Copy the rows below, swapping every "Produce" for "Draw" and leaving everything else as it is.

• • • •

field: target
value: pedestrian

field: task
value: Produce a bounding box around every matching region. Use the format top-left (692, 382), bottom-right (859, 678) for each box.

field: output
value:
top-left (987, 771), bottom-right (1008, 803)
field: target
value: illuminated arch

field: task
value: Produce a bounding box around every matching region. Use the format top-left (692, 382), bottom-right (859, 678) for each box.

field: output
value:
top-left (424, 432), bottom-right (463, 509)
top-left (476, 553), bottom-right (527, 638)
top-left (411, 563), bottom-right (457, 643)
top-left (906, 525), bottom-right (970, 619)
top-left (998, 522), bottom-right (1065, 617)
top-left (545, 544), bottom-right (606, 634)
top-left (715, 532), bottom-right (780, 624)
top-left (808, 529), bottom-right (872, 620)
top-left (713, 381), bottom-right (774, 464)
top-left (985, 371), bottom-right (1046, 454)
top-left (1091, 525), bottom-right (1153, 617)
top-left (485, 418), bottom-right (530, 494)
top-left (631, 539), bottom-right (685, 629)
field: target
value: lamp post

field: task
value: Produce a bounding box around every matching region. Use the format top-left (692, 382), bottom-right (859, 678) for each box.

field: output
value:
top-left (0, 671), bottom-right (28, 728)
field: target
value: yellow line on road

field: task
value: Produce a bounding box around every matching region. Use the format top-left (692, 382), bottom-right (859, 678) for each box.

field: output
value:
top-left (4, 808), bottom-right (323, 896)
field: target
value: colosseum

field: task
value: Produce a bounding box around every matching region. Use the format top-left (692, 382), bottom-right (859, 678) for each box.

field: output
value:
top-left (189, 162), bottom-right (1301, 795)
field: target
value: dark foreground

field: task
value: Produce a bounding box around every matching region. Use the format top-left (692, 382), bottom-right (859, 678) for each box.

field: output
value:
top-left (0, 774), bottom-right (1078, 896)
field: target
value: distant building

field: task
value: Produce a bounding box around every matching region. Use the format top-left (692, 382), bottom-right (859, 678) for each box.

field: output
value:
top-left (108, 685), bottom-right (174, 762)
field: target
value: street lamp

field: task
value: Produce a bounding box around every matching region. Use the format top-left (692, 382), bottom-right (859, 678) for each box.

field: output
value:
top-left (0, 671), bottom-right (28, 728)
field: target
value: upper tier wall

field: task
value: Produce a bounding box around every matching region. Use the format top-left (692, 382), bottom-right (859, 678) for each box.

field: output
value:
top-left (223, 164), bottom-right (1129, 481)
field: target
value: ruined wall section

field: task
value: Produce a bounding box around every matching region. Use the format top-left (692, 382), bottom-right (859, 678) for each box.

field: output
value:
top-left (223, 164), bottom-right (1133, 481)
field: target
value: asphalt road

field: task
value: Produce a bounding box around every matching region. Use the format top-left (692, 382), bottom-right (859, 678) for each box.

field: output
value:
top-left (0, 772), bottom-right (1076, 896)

• • • •

▶ _In response_
field: target
value: pedestrian

field: task
value: Draw a bounding box around every matching region. Use the format top-left (692, 382), bottom-right (859, 678) for each box.

field: output
value:
top-left (987, 771), bottom-right (1008, 803)
field: target
value: illuminated arch

field: task
value: Draw a bounding box around every matching region. Use the format top-left (692, 382), bottom-right (859, 678) for each box.

field: output
value:
top-left (424, 432), bottom-right (463, 509)
top-left (476, 553), bottom-right (527, 638)
top-left (411, 563), bottom-right (457, 643)
top-left (906, 525), bottom-right (970, 619)
top-left (998, 522), bottom-right (1065, 617)
top-left (545, 544), bottom-right (606, 634)
top-left (715, 532), bottom-right (780, 624)
top-left (808, 529), bottom-right (872, 620)
top-left (713, 381), bottom-right (774, 464)
top-left (985, 371), bottom-right (1046, 454)
top-left (1091, 525), bottom-right (1153, 617)
top-left (485, 418), bottom-right (530, 494)
top-left (631, 539), bottom-right (685, 629)
field: target
value: lamp post

field: task
value: Draw a bounding box around every matching region. Use the format top-left (692, 382), bottom-right (859, 678) for each box.

field: output
value:
top-left (0, 671), bottom-right (28, 728)
field: target
value: yellow line on road

field: task
value: Draw a bounding box around every matching region. Use the format top-left (692, 382), bottom-right (859, 678) for each box.

field: output
value:
top-left (4, 808), bottom-right (323, 896)
field: target
value: colosseum

field: task
value: Draw a bounding box around every matching region. Use the format top-left (692, 382), bottom-right (859, 678) for each box.

field: output
value:
top-left (189, 162), bottom-right (1301, 795)
field: target
value: dark foreground

field: task
value: Draw a bounding box around every matching region. Use the format top-left (692, 382), bottom-right (859, 678) for each box.

field: output
value:
top-left (0, 774), bottom-right (1078, 896)
field: target
value: distant building

field: task
value: Draw a bounding box around every matching region. Use the format top-left (692, 382), bottom-right (859, 678) for each box.

field: output
value:
top-left (108, 685), bottom-right (174, 762)
field: target
value: street lamp

field: task
value: Draw a bounding box around every matching region. Use the format top-left (692, 382), bottom-right (859, 678) for each box.

field: output
value:
top-left (0, 671), bottom-right (28, 728)
field: target
value: upper tier wall

field: task
value: Draw a bounding box around every matching region. Use the format top-left (692, 382), bottom-right (859, 678) for each box.

field: output
value:
top-left (223, 164), bottom-right (1129, 481)
field: target
value: ruined wall section

field: task
value: Draw a bounding box around every matching region. Use the format top-left (692, 382), bottom-right (859, 678) for each box.

field: output
value:
top-left (223, 164), bottom-right (1133, 481)
field: target
value: asphalt road

field: task
value: Draw a bounding box around every matching region. Use the format top-left (692, 382), bottom-right (859, 678) for each box.

field: output
value:
top-left (0, 772), bottom-right (1076, 896)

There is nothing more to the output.